Seri Khazanah Budaya Nusantara: Sekilas Aceh
Oleh: Rina Patriana Chairiyani
Aceh merupakan salah satu daerah dengan keistimewaan khusus di Indonesia berdasarkan UU Nomor 44 Tahun 1999 tentang Penyelenggaraan Keistimewaan bagi Daerah Provinsi Istimewa Aceh. Penyelenggaraan keistimewaan Aceh meliputi penyelenggaraan kehidupan beragama, kehidupan adat, pendidikan dan peran ulama dalam penetapan kebijakan daerah (ditjenpp.kemenkumham.go.id, 1999). Islam dalam hal ini menjadi agama yang mewarnai kehidupan berbangsa dan bernegara masyarakat Aceh sejak dahulu kala. Syariat Islam telah berjalan sejak lama di tengah masyarakat Aceh. Ajaran Islam di bidang ibadah, perkawinan dan kewarisan telah dilaksanakan sejak lama, bahkan sejak masa kesultanan Aceh dahulu sehingga telah meresap dan menyatu dengan kehidupan sehari-hari masyarakat (Ibrahim, tt).
Menurut catatan sejarah, Aceh adalah tempat pertama masuknya agama Islam di Indonesia dan sebagai tempat timbulnya kerajaan Islam pertama di Indonesia, yaitu Peureulak dan Pasai. Kerajaan yang dibangun oleh Sultan Ali Mughayatsyah dengan ibukotanya di Bandar Aceh Darussalam (Banda Aceh sekarang) lambat laun bertambah luas wilayahnya yang meliputi sebagaian besar pantai Barat dan Timur Sumatra hingga ke Semenanjung Malaka. Kehadiran daerah ini semakin bertambah kokoh dengan terbentuknya Kesultanan Aceh yang mempersatukan seluruh kerajaan-kerajaan kecil yang terdapat di daerah itu. Kesultanan Aceh mencapai puncak kejayaannya pada permulaan abad ke-17, pada masa pemerintahan Sultan Iskandar Muda. Pada masa itu pengaruh agama dan kebudayaan Islam begitu besar dalam kehidupan sehari-hari masyarakat Aceh, sehingga daerah ini mendapat julukan “ Seuramo Mekkah” (Serambi Mekkah). Sayangnya keadaan ini tidak berlangsung lama, karena sepeninggal Sultan Iskandar Muda para penggantinya tidak mampu mempertahankan kebesaran kerajaan tersebut. Sehingga kedudukan daerah ini sebagai salah satu kerajaan besar di Asia Tenggara melemah. Hal ini menyebabkan wibawa kerajaan semakin merosot dan mulai mendapatkan intervensi dari Barat khususnya Inggris dan Belanda (acehprov.go.id, 2020).

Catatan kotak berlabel

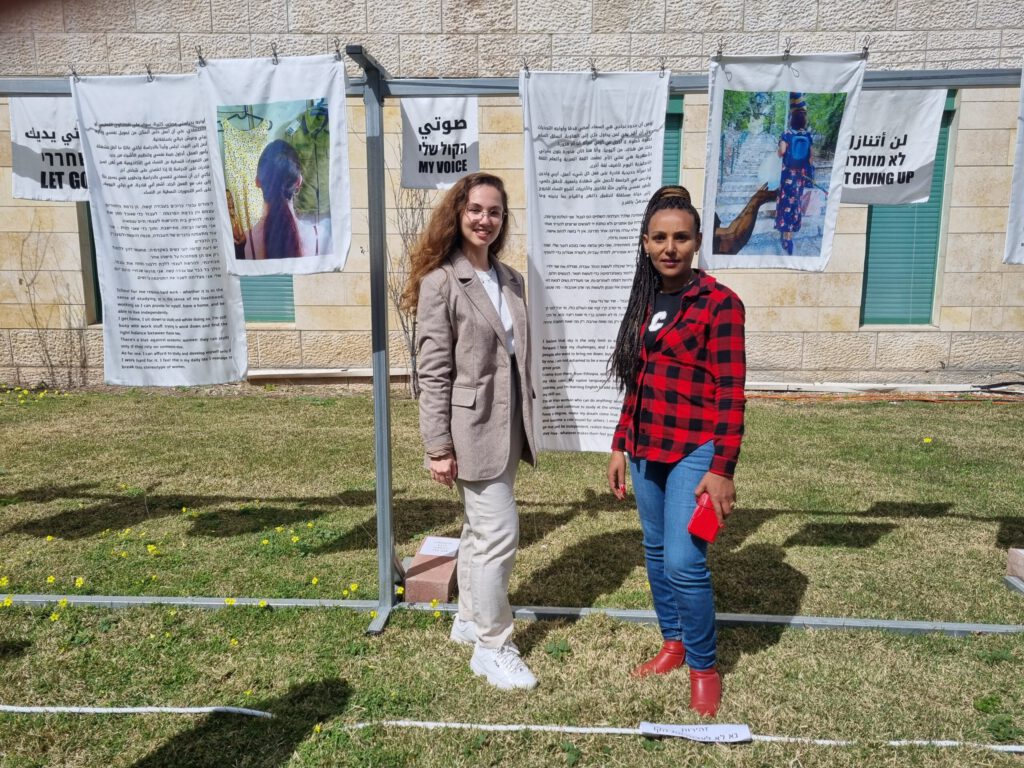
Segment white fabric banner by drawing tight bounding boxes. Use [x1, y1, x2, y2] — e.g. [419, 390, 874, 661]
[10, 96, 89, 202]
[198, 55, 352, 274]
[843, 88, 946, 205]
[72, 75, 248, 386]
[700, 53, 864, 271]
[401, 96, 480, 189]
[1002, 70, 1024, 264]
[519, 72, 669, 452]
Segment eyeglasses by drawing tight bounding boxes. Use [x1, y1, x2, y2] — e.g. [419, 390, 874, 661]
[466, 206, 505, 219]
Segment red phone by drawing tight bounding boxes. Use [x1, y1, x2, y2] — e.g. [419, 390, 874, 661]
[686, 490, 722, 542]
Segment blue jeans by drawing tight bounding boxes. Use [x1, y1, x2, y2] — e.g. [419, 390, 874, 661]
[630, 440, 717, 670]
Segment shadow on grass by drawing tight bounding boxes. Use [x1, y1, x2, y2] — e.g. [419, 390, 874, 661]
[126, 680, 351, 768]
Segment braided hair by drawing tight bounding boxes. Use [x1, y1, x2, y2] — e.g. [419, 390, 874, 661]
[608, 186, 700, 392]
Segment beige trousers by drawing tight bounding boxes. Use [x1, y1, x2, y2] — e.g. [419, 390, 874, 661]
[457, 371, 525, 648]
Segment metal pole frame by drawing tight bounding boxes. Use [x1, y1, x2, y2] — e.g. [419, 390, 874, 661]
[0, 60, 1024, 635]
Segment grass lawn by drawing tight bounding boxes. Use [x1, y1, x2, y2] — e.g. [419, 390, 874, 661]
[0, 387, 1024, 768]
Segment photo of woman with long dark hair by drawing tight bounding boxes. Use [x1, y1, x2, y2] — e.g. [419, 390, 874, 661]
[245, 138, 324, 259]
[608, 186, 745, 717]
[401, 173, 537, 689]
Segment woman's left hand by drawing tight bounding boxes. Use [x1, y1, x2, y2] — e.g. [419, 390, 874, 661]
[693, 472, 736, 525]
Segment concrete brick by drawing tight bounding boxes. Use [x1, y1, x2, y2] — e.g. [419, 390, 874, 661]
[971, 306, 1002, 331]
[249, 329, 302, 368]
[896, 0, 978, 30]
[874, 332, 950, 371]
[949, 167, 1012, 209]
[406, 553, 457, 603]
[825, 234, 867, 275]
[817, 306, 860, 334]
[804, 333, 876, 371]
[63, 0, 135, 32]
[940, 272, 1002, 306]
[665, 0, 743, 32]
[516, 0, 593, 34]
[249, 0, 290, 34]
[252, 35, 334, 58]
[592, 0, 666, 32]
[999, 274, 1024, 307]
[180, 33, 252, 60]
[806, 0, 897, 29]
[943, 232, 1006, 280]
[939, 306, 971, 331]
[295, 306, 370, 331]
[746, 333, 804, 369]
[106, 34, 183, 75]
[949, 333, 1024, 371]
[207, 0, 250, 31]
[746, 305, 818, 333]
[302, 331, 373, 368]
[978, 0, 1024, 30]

• _TANTANGAN_:
**a.** Menurut teks tentang Aceh, siapa yang membangun kerajaan dengan ibu kota di Bandar Aceh Darussalam?
**b.** Tentukan apakah setiap pernyataan berikut sesuai dengan teks tentang Aceh. Jawab ya atau tidak, lalu kutip kata-kata teks yang menjadi dasarnya. (i) Keistimewaan Aceh didasarkan pada UU Nomor 44 Tahun 1999. (ii) Kesultanan Aceh mencapai puncak kejayaannya pada akhir abad ke-18. (iii) Aceh mendapat intervensi dari Barat, khususnya Portugis.
**c.** Terjemahkan kalimat dari teks tentang Aceh ini ke dalam bahasa Inggris: "Kehadiran daerah ini semakin bertambah kokoh dengan terbentuknya Kesultanan Aceh yang mempersatukan seluruh kerajaan-kerajaan kecil yang terdapat di daerah itu."

• _JAWABAN LATIHAN INI_:
**a.** Sultan Ali Mughayatsyah.

**b.**
(i) Ya: "berdasarkan UU Nomor 44 Tahun 1999 tentang Penyelenggaraan Keistimewaan bagi Daerah Provinsi Istimewa Aceh"
(ii) Tidak: "Kesultanan Aceh mencapai puncak kejayaannya pada permulaan abad ke-17"
(iii) Tidak: "mulai mendapatkan intervensi dari Barat khususnya Inggris dan Belanda"

**c.** The presence of this region grew ever stronger with the formation of the Aceh Sultanate, which united all the small kingdoms found in that area.